_Directions_
(a) Answer these questions from the article:
(i) How many shots did the woman who was coming out her front door with her granddaughter say she heard?
(ii) Which street had an entire block still closed off by police tape after 9 p.m.?
(iii) What game did the gunfire interrupt for the Sykes family?
(b) Tally the lines in the entries that contain the string "white", and reply with the number alone.

_Source_
Several neighbors said they heard seven or eight shots, sounds they first thought were firecrackers.
One woman who lives nearby said she and her granddaughter were coming out their front door as the shooting began.
“We saw it; all kinds of people saw it,” said the woman, who would not give her name because, she said, “I have to live here.”
The woman said she saw two officers fire at the man and said she heard about eight shots.
“You see it on TV, but you never think you’ll see it in real life,” she said.
Several neighbors said the shooting was witnessed by quite a few children, some possibly related to the man who was killed.
Some said they believe the family who lives at the home was celebrating a child’s first Communion or some other milestone when the disturbance began.
A neighbor who gave her name only as Candy said her daughter attends school with a little girl who lives in the house where the shooting occurred.
“They were having a Holy Communion party,” Candy said.
Two hours after the shooting, a little girl in a formal white dress, her long, dark hair done up as if for a party, stood alongside a police patrol car parked just outside the police tape that ringed the block where the shooting took place.
After talking to officers for a few minutes, the girl climbed into the back seat of the patrol car.
In the hours after the shooting, half a dozen children could be seen being escorted from the block by police, some in patrol cars, some being carried.
Hahn said police were still investigating who lives in the house and what their relationship was to the dead man.
After 9 p.m., an entire block of Dillon Street remained closed off by police tape. And dozens of neighbors remained stationed at each end of the block, watching the unfolding investigation, speculating about what happened and bemoaning what many said is the growing danger in a once-peaceful neighborhood.
“It used to be quiet here, but it’s gotten rough,” said Rita Sykes, who has lived in Montbello with her husband, Keith, and their two sons for 10 years.
Sykes said this latest time, the gunfire interrupted the family’s habitual Saturday night game of Monopoly.
“The police need to step up patrols around here. They need to be here every day,” Sykes said.

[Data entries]
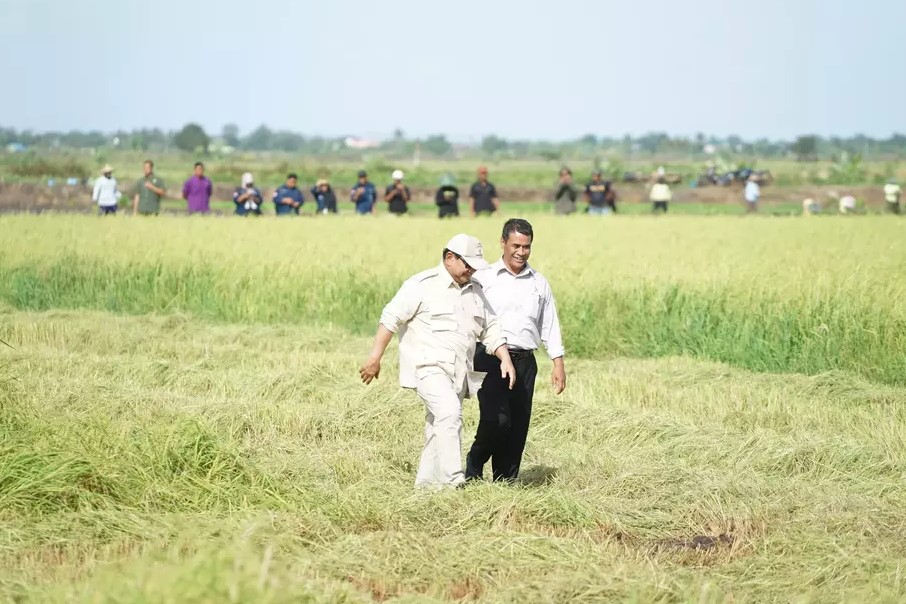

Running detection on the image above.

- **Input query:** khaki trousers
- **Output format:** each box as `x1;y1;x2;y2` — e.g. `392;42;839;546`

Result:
415;371;466;489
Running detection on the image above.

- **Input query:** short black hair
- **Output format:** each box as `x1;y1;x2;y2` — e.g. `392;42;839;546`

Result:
500;218;535;241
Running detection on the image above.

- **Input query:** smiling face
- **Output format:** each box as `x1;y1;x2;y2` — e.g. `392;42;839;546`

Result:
500;231;532;275
444;251;475;286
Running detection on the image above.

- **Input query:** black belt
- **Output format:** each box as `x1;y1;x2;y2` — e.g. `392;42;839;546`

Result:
508;348;535;361
477;342;535;361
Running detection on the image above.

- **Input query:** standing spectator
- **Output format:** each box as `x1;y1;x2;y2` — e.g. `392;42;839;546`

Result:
273;172;305;216
233;172;264;216
839;193;856;214
469;166;500;216
554;167;579;216
311;178;337;214
648;176;673;214
182;161;214;215
884;178;901;214
384;170;412;216
349;170;377;216
744;174;761;213
585;170;609;216
91;164;120;216
434;174;459;218
132;159;167;216
802;197;821;216
585;170;617;216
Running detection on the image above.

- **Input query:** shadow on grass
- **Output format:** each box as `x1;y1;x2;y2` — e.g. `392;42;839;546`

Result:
519;465;557;487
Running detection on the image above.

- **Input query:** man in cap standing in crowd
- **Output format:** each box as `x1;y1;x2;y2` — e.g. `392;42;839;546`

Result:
466;218;566;482
233;172;264;216
311;178;337;214
359;234;515;488
469;166;500;216
884;178;900;214
743;174;761;214
434;173;459;218
585;170;616;216
132;159;167;216
349;170;377;216
91;164;120;216
384;170;412;216
554;167;579;216
182;161;214;215
273;172;305;216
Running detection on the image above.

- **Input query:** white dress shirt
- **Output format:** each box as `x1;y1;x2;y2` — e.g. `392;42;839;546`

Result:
472;259;564;359
381;264;506;394
91;176;120;207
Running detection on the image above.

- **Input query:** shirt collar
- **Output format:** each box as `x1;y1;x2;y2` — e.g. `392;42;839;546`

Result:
437;262;472;290
491;258;535;277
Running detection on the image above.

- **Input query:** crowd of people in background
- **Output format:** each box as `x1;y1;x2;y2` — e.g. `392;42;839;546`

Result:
92;160;901;218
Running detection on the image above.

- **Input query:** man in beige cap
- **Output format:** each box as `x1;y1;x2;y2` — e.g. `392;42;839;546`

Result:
359;234;516;488
91;164;120;216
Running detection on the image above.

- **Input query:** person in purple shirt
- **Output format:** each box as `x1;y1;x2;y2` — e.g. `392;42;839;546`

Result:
182;161;214;214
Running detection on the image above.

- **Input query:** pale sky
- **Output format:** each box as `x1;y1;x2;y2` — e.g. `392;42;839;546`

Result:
0;0;906;141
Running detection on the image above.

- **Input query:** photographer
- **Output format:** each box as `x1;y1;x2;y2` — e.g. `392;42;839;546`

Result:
233;172;263;216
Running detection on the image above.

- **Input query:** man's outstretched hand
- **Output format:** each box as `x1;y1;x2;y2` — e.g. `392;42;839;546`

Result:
359;357;381;384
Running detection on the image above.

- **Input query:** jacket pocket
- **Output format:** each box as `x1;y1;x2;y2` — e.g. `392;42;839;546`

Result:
431;304;459;331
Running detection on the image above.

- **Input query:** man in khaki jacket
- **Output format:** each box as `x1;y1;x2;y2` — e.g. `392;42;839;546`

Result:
359;234;516;488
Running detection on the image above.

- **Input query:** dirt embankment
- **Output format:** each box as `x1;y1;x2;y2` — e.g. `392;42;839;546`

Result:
0;184;884;212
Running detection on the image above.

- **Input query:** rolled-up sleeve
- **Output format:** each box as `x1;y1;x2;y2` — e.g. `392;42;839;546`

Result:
472;290;506;354
381;279;421;333
541;286;565;359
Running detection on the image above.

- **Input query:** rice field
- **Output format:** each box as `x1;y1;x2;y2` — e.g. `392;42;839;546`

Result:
0;215;906;602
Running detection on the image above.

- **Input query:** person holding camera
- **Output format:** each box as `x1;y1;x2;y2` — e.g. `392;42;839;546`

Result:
384;170;412;216
233;172;264;216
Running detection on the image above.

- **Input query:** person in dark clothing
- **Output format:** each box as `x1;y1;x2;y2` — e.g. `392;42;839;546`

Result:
434;174;459;218
384;170;412;216
272;173;305;216
585;170;617;216
469;166;500;216
554;168;579;216
233;172;264;216
311;178;337;214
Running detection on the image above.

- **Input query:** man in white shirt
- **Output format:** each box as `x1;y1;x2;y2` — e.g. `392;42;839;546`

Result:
359;234;515;488
884;178;900;214
743;174;761;212
466;218;566;482
91;164;120;216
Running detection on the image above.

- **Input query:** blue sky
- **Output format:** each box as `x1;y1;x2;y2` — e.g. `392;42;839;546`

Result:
0;0;906;141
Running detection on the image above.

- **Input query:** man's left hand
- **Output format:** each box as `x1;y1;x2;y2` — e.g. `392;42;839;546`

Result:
551;362;566;394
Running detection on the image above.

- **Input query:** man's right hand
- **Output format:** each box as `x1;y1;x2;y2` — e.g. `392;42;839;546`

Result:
359;357;380;384
500;355;516;390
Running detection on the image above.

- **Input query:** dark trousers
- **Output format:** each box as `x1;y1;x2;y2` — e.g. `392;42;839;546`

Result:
466;346;538;481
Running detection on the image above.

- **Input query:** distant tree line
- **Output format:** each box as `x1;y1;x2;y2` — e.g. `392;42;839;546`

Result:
0;124;906;161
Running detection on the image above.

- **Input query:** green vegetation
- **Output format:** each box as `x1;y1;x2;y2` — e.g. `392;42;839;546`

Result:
0;215;906;602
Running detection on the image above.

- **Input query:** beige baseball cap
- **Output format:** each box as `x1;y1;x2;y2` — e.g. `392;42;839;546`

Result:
447;233;491;270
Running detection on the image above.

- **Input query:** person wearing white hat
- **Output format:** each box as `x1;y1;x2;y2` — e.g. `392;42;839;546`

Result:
91;164;120;216
233;172;264;216
359;234;516;488
384;170;412;216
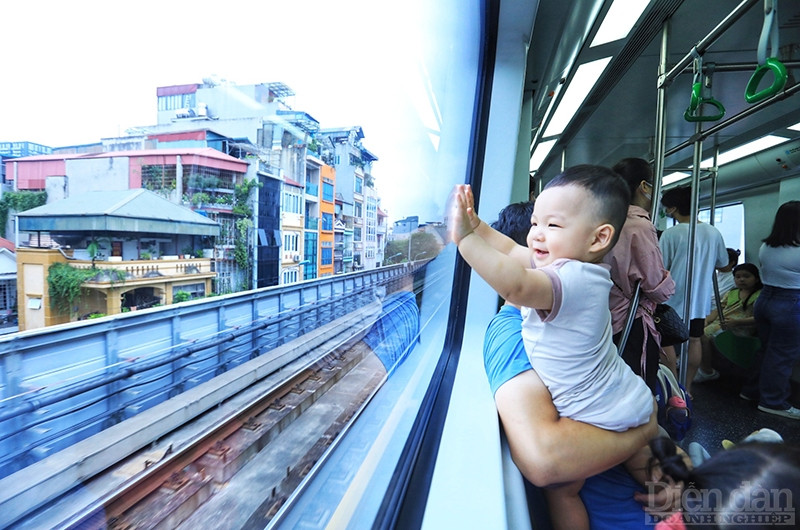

_Answers for the tasks_
(a)
(i) About eight.
(ii) Dillon Street.
(iii) Monopoly.

(b) 3